== Extract to read ==

Theatre North is among the three oldest continually-operating community theatres in the United States. Over 130 productions have been produced in the theatre’s 57 year history.
Founded in 1964 with a production of Noel Coward’s Blithe Spirit at the Kaleva Hall on Aurora Street, Theatre North also presented plays and musicals at the Ironwood Memorial Building until the group purchased the Scandinavian Hall on McLeod Street in 1966. The group sold that building in 1986 and spent two seasons performing at the Historic Ironwood Theatre and the Towne House while it renovated the Bark River Culvert and Equipment building on Lake Road.
In 1987 Theatre North finished the renovations and moved into the building it still calls home today. Theatre North opened its intimate and versatile 153-seat theatre in November 1987 with a production of Lionel Bart’s Oliver!
Theatre North is still run by a volunteer Board of Directors and produces three productions every season. To maintain their rich legacy as one of the nation’s oldest community theatres, Theatre North produced four virtual performances of Nunsense, Spoon River Anthology, I’m Herbert and Amadeus during the COVID-19 pandemic. The theatre still relies on a dedicated workforce of volunteers who direct, conduct, perform, design, and produce every production.
Theatre North is the producer and fiscal sponsor of the Emberlight Festival, as well as the host of our International Film Festival and Behind the Curtain series.
Miners Memorial Heritage Park
The Miners Memorial Heritage Park (MMHP) encompasses the former iron ore mining locations within the City of Ironwood. The discovery of these mines resulted in the establishment of the City of Ironwood in the latter part of the 19th century. The last iron ore mine in the City of Ironwood closed in 1966.
The City of Ironwood passed a resolution in July 2010 to repurpose the land into a year round recreational park. Non-motorized trails have been developed over the last decade for activities including hiking, biking, running, walking, skiing, snowshoeing, and cross country skiing while providing safe corridors between many locations within the City of Ironwood.
The Miners Memorial Heritage Park is the home of Emberlight’s large-installation art show Art in the Park every July and August.

===
== Extracted data ==

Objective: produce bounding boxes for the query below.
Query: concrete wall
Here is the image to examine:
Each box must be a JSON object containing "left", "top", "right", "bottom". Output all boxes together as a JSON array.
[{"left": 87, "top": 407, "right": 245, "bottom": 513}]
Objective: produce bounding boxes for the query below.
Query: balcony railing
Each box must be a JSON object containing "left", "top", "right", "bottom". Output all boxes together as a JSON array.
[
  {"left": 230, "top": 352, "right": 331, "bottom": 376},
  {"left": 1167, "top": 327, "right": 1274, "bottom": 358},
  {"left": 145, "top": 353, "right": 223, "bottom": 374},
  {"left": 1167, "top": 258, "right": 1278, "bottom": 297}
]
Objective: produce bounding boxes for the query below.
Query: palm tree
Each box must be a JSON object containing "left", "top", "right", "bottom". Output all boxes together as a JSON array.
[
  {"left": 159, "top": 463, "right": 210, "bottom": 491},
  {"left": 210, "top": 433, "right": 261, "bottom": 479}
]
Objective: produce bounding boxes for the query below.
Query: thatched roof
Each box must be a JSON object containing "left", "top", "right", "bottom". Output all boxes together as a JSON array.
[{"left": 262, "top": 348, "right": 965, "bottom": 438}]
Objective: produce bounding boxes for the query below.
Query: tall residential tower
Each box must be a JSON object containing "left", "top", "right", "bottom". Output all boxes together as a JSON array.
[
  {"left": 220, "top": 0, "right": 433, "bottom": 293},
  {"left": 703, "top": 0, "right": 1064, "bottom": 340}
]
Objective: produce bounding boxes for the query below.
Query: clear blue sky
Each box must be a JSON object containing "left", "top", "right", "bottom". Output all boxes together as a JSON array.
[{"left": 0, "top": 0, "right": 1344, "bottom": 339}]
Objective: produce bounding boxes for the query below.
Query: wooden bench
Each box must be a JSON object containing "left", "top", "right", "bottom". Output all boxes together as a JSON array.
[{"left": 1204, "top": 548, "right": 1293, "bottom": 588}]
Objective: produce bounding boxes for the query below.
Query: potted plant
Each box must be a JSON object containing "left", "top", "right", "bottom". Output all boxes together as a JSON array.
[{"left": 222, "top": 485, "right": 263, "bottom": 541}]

===

*Problem details*
Can you resume the piece on Theatre North and the Miners Memorial Heritage Park, starting right after its final sentence?

*Expected output*
Miners Memorial Heritage Park
Built in 1892, the Chicago and Northwestern Railroad Depot was designed in the Richardson Romanesque style. It was the hub of an elaborate railroad yard operation in the center of Ironwood. As the mines closed, so too did the fortunes of the railroads, with the last iron ore trains ending in 1967 and passenger trains ending their service at the Depot in 1970. Purchased by the City of Ironwood, the Depot was refurbished by a dedicated group of volunteers, and it is now home to the Ironwood Area Historical Society and the Ironwood Area Chamber of Commerce. The Depot features displays on early railroading, and a large exhibit illustrating the history and operation of the Ironwood iron mines. In 1986 the Depot was listed on the Natioinal Register of Historic Places. During the summer months, the Historical Society staffs the Depot daily, offering explanatory tours of the exhibits as well as local historical lore. Located in the former women’s waiting room of the Depot is the counter and desk headquarters of the Ironwood Chamber of Commerce. With the starting “mile one” of the Michigan Iron Belle Trail just outside the Depot entrance on the original railroad right-of-way, the Depot has in many ways returned to one of its original functions: serving as a meeting and gathering space for travelers from all parts of the United States.
The Historic Depot Museum is the home of Emberlight’s Heritage Flags, Emberlight Photographers Show, and commissioned works every July and August.
Historic Ironwood Theatre
The Historic Ironwood Theatre is the “jewel of downtown” with its gleaming marquee, restored hand-painted murals, historic Barton theater pipe organ, and outstanding acoustics. The theatre stage is home to many concerts and events year-round. Tours of the theatre and its rich performing arts history are available.
The Ironwood Theatre was built as a vaudeville & silent movie palace in 1928 under the direction of Architect Albert Nelson at a cost of $160,000 (equivalent of approximately $2,000,000 today). Under the leadership of A.L. Pikar, the theatre became the center of entertainment in the Ironwood area. The Hollywood Golden Age of the 30s, 40s and 50s followed the Great Depression and the theatre flourished during these decades.
In 1982, owner Thomas Renn gave the Theatre building to the City of Ironwood through the Downtown Ironwood Development Authority (DIDA). Restoration efforts began at that time under the direction of the newly formed Ironwood Theatre Preservation Committee. On January 11, 1985, the Ironwood Theatre was placed on the National Registry of Historic Places.
The Ironwood Theatre is a volunteer based organization with an 9-member Board of Directors, one full time staff person, more than 30 regular volunteers and more than 100 individuals who volunteer their time and talents because they believe in the theatre and the central role it plays in the cultural life of so many nearby communities.
The Historic Ironwood Theatre hosts Emberlight’s live performances every summer, in addition to special events like the Emberlight Red Carpet Award Show.